◆ DATA SHOWN
________________________________________
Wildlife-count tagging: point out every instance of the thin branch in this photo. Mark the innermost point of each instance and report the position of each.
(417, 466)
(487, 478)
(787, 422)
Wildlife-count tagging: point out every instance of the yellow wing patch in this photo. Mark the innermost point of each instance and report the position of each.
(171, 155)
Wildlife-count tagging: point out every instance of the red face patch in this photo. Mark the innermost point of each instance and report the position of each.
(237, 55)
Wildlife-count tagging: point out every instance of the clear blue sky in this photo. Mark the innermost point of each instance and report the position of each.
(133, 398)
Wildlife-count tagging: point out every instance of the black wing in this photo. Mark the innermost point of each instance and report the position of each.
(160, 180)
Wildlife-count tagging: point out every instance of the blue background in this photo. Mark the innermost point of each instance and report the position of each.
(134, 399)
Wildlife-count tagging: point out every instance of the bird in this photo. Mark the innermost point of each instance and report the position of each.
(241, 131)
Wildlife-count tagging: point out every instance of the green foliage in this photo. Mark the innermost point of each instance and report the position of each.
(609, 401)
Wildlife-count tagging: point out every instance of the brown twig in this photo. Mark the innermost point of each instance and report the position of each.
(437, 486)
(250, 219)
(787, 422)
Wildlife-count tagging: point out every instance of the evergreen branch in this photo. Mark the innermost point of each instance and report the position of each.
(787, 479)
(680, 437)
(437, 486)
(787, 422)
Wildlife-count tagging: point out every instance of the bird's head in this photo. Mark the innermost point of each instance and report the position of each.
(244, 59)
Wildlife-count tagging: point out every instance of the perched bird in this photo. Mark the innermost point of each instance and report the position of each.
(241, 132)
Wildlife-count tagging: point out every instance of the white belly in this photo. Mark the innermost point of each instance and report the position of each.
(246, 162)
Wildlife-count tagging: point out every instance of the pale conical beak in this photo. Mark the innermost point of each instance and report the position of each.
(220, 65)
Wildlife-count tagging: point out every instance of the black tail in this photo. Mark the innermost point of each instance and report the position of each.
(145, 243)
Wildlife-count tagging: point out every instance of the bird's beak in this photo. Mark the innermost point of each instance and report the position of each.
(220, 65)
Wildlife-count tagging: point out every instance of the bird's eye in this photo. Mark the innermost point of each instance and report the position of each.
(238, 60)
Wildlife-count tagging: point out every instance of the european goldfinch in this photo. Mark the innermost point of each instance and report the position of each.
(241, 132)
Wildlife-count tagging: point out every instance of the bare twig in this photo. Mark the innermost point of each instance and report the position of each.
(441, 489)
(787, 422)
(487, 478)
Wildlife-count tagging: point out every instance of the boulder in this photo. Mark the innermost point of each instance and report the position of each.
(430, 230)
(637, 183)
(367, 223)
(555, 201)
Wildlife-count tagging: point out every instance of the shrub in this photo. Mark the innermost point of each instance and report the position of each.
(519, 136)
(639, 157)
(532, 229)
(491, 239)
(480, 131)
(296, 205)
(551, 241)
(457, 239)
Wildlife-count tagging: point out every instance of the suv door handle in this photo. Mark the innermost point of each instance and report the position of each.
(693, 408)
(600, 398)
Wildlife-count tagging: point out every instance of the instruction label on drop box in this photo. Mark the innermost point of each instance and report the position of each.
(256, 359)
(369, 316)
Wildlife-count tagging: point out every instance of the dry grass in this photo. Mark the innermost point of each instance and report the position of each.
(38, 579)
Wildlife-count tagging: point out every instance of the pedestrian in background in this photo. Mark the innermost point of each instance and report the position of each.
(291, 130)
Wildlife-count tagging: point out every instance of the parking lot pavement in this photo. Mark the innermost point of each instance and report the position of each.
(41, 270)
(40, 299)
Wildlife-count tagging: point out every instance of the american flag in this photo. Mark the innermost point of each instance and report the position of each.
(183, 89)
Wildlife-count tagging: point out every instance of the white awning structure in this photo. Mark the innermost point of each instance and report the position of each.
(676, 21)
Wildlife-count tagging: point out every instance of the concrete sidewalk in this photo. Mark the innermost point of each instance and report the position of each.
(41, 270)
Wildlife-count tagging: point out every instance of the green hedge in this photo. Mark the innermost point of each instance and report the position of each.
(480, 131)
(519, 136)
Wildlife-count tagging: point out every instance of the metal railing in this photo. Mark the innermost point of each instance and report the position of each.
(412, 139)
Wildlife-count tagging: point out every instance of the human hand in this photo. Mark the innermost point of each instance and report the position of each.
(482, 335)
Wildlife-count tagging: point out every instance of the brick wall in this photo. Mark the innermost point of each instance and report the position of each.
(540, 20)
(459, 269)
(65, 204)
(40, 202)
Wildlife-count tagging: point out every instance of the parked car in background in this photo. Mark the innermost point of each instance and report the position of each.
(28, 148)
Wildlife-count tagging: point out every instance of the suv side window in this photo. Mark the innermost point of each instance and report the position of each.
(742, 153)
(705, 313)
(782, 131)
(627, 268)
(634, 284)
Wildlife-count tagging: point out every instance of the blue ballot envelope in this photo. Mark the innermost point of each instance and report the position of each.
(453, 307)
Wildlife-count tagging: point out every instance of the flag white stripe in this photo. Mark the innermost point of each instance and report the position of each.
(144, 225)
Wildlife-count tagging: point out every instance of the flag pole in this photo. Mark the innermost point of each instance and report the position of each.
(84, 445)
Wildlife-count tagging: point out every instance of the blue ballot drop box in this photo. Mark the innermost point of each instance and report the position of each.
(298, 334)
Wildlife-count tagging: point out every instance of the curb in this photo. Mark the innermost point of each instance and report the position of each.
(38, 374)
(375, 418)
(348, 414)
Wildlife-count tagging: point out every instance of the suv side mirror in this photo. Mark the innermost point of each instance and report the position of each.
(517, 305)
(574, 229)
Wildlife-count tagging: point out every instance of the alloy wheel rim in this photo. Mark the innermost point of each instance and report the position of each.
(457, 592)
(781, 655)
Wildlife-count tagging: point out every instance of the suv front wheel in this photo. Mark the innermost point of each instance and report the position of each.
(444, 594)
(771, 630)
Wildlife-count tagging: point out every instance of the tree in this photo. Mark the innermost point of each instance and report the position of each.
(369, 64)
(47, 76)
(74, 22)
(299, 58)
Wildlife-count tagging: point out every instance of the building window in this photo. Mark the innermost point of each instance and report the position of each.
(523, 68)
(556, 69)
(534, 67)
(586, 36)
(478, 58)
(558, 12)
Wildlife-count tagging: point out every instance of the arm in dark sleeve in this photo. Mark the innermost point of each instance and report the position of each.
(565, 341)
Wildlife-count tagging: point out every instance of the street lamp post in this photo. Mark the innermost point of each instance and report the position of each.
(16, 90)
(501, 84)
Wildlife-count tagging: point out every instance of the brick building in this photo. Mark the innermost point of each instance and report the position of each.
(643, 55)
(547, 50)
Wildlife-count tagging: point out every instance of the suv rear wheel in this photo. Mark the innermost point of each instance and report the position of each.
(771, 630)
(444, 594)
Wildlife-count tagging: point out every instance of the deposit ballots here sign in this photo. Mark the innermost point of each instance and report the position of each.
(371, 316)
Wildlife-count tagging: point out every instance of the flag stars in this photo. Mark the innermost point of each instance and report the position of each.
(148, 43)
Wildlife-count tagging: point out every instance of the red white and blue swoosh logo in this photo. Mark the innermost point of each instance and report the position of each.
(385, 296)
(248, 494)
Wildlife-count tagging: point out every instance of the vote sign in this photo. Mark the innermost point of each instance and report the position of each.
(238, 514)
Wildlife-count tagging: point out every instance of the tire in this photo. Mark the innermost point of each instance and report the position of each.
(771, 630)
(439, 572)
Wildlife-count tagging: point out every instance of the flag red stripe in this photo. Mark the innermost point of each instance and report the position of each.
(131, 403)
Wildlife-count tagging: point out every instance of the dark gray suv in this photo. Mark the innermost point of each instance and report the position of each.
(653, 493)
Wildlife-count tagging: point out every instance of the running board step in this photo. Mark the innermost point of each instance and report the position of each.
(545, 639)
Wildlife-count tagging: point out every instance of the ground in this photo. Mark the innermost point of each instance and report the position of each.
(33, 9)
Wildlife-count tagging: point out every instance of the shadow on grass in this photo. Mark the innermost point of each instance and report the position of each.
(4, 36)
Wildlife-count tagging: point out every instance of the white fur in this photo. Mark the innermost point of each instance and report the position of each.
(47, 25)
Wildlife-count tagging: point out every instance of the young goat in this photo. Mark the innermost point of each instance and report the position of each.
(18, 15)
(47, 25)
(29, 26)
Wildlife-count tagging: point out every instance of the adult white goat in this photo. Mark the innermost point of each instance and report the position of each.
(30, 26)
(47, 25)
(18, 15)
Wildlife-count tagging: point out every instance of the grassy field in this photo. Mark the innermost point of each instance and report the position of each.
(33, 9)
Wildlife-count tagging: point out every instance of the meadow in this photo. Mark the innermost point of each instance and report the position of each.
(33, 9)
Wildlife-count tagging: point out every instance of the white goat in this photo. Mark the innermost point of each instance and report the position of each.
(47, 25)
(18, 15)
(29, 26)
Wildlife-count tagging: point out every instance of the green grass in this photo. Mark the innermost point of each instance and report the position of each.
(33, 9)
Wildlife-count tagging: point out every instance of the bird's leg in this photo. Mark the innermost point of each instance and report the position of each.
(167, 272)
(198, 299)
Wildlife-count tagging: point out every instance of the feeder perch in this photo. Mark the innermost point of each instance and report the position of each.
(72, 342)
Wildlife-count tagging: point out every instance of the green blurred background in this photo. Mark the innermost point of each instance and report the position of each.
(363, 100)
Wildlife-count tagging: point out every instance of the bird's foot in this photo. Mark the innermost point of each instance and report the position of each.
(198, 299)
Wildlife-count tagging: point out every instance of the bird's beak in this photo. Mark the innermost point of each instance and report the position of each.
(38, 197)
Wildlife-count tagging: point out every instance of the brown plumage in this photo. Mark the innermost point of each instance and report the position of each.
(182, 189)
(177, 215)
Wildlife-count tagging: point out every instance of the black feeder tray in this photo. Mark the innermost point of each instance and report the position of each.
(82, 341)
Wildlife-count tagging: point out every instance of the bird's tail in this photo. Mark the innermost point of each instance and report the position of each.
________________________________________
◆ WRITTEN TASK
Your output consists solely of the lines from the one with "Wildlife-count tagging: point out every instance of the feeder" through the last line, copied exactly.

◆ CORRECT ANSWER
Wildlife-count tagging: point out every instance of the feeder perch in this photo. Mark the innermost point of each instance and report the position of each.
(72, 342)
Wildlife-count tagging: point out every instance of the green blurred background in this photo. Mark the innermost point of each instance and report the position of each.
(363, 100)
Wildlife-count tagging: point out every instance of the bird's foot in this photo. Mark the innermost point of each instance and report the position of each.
(198, 299)
Wildlife-count tagging: point out every instance of the bird's beak in this photo. Mark the innermost point of each instance and report the position of each.
(38, 197)
Wildlife-count tagging: point out every instance of the brown plumage in this photo. Mark the innermost point of each instance and report the position of each.
(182, 189)
(177, 215)
Wildlife-count tagging: point out every instance of the black feeder tray in this photo. Mark the innermost point of each instance and report the position of each.
(82, 341)
Wildlife-count tagging: point out every instance of the bird's tail in this photo. Mark the innermost point of each instance and report the position of each.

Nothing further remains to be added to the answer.